(Collection entries)
* * * * * * *

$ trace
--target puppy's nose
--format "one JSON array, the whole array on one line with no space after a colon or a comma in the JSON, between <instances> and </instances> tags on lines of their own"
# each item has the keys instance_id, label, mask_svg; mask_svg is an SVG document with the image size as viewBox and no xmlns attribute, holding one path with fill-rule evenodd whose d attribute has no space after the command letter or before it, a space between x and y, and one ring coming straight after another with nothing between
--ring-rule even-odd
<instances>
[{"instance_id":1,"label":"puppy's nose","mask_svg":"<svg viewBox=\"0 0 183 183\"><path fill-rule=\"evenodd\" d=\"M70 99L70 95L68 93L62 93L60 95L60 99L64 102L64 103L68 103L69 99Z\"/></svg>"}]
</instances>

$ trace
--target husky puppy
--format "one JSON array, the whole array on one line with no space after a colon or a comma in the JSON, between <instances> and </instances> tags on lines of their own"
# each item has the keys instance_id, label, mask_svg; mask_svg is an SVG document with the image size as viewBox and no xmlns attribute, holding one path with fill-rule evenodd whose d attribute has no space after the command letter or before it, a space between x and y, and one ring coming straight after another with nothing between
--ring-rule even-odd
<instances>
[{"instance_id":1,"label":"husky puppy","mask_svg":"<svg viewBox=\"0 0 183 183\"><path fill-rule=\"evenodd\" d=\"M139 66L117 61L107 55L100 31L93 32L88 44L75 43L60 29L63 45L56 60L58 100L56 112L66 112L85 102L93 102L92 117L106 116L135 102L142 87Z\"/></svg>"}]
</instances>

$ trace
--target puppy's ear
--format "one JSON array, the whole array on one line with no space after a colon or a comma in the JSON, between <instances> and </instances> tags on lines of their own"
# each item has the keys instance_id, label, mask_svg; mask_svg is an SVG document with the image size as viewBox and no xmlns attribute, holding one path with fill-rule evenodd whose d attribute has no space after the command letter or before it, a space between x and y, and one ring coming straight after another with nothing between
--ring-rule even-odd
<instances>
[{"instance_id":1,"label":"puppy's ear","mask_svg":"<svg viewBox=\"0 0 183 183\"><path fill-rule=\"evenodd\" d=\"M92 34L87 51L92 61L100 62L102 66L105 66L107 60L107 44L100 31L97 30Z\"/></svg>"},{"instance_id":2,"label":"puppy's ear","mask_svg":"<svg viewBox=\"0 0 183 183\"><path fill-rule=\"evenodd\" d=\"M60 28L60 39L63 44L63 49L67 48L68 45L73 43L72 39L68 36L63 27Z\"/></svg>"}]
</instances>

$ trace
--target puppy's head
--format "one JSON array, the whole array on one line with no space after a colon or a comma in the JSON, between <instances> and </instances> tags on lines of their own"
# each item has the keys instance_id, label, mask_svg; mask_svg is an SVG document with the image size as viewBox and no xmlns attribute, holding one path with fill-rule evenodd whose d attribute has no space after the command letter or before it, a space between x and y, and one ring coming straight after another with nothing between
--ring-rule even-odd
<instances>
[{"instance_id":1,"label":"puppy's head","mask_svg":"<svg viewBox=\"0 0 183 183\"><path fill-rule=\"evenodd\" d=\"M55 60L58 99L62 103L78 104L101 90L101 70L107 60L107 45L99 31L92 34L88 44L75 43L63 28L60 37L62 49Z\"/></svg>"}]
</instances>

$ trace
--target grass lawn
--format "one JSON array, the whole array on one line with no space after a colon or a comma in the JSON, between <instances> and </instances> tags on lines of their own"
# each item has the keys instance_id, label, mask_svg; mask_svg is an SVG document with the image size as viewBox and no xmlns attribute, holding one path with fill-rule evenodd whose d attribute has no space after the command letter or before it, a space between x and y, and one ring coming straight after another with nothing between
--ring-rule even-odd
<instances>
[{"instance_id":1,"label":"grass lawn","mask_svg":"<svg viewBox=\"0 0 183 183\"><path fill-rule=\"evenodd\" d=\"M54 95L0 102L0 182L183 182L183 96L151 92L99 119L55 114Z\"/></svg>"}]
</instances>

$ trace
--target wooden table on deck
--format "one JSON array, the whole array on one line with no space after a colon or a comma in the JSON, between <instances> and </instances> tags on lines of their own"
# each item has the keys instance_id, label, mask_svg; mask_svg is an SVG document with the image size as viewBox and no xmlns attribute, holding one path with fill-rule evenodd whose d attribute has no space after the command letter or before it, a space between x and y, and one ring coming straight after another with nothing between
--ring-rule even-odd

* * * * * * *

Task statement >> Send back every record, precisely as written.

Exercise solution >>
$ trace
--target puppy's nose
--format "one JSON array, the whole array on one line with no space after a colon or a comma in the JSON, between <instances> and </instances> tags on lines of their own"
# each item has the keys instance_id, label, mask_svg; mask_svg is an SVG document with the image size as viewBox and no xmlns attribute, holding one path with fill-rule evenodd whose d attribute has no space after the command letter or before it, a space between x and y, and one ring coming straight after another with nothing between
--ring-rule even-odd
<instances>
[{"instance_id":1,"label":"puppy's nose","mask_svg":"<svg viewBox=\"0 0 183 183\"><path fill-rule=\"evenodd\" d=\"M70 99L70 95L68 93L62 93L60 95L60 99L64 102L64 103L68 103L69 99Z\"/></svg>"}]
</instances>

$ trace
--target husky puppy
--format "one JSON array, the whole array on one line with no space after a colon or a comma in the JSON, between <instances> and </instances> tags on lines of their own"
# each item has the keys instance_id, label, mask_svg; mask_svg is an SVG document with the image size as viewBox and no xmlns attribute, holding one path with fill-rule evenodd whose d attribute has no space after the command letter or before it, a space between x and y, and one ring coming straight after another with nothing between
--ring-rule even-odd
<instances>
[{"instance_id":1,"label":"husky puppy","mask_svg":"<svg viewBox=\"0 0 183 183\"><path fill-rule=\"evenodd\" d=\"M139 66L117 61L107 55L100 31L93 32L88 44L75 43L60 29L63 45L56 60L58 100L56 112L66 112L85 102L93 102L92 117L106 116L135 102L142 87Z\"/></svg>"}]
</instances>

$ trace
--target puppy's ear
--format "one JSON array, the whole array on one line with no space after a colon or a comma in the JSON, between <instances> and </instances> tags on lines of their own"
# each item has the keys instance_id, label, mask_svg; mask_svg is an SVG document with the image size as viewBox and no xmlns attribute, holding one path with fill-rule evenodd whose d attribute has no space after the command letter or before it, a space between x and y, and one ring coming straight after another with nothing between
--ring-rule even-odd
<instances>
[{"instance_id":1,"label":"puppy's ear","mask_svg":"<svg viewBox=\"0 0 183 183\"><path fill-rule=\"evenodd\" d=\"M92 34L87 51L92 61L100 62L102 66L105 66L107 60L107 44L100 31L97 30Z\"/></svg>"},{"instance_id":2,"label":"puppy's ear","mask_svg":"<svg viewBox=\"0 0 183 183\"><path fill-rule=\"evenodd\" d=\"M60 28L60 39L63 44L63 49L67 48L68 45L73 43L72 39L68 36L63 27Z\"/></svg>"}]
</instances>

$ trace
--target puppy's head
--format "one JSON array, the whole array on one line with no space after a colon or a comma in the JSON, between <instances> and </instances> tags on lines of their own"
# each item has the keys instance_id, label, mask_svg; mask_svg is an SVG document with the image size as viewBox and no xmlns attribute, holding one path with fill-rule evenodd whose d attribute has no space after the command letter or before it, a space between x and y, and one ring coming straight after another with nothing between
--ring-rule even-odd
<instances>
[{"instance_id":1,"label":"puppy's head","mask_svg":"<svg viewBox=\"0 0 183 183\"><path fill-rule=\"evenodd\" d=\"M55 60L58 99L62 103L78 104L101 90L101 70L107 60L107 45L99 31L92 34L88 44L75 43L63 28L60 37L62 49Z\"/></svg>"}]
</instances>

$ trace
--target grass lawn
--format "one JSON array, the whole array on one line with no space after a colon or a comma in the JSON, between <instances> and </instances> tags on lines of their own"
# each item has the keys instance_id, label, mask_svg; mask_svg is an SVG document with the image size as viewBox and no xmlns attribute, holding one path with fill-rule evenodd whose d attribute has no space after the command letter or before it, a space between x and y, and one ring coming straight after another with nothing between
--ring-rule even-odd
<instances>
[{"instance_id":1,"label":"grass lawn","mask_svg":"<svg viewBox=\"0 0 183 183\"><path fill-rule=\"evenodd\" d=\"M54 95L0 102L0 182L183 182L183 96L151 92L99 119L55 114Z\"/></svg>"}]
</instances>

$ trace
--target wooden table on deck
--format "one JSON array, the whole array on one line with no space after a colon or a comma in the JSON, between <instances> and </instances> tags on lines of their own"
# each item has the keys instance_id, label, mask_svg; mask_svg is an SVG document with the image size as viewBox and no xmlns attribute, holding one path with fill-rule evenodd whose d attribute has no space after the command letter or before it, a space between x and y, and one ring coming straight after another with nothing between
--ring-rule even-odd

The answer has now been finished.